-- START OF INPUT DATA --
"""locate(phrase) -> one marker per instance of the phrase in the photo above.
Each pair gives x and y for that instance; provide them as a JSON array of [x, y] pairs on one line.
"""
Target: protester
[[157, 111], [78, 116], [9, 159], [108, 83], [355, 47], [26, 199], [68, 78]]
-- END OF INPUT DATA --
**PROBLEM REQUIREMENTS:** Recast every line of the listing above as a numbered list, leaving out any blank lines.

**RESULT OF THIS TASK:**
1. """locate(phrase) -> one marker per instance of the phrase in the photo above.
2. Each pair gives x and y for that instance; provide them as a JSON array of [x, y] pairs on one line.
3. """
4. Target: protester
5. [[157, 111], [78, 116], [9, 159], [108, 83], [355, 47], [26, 199], [68, 78]]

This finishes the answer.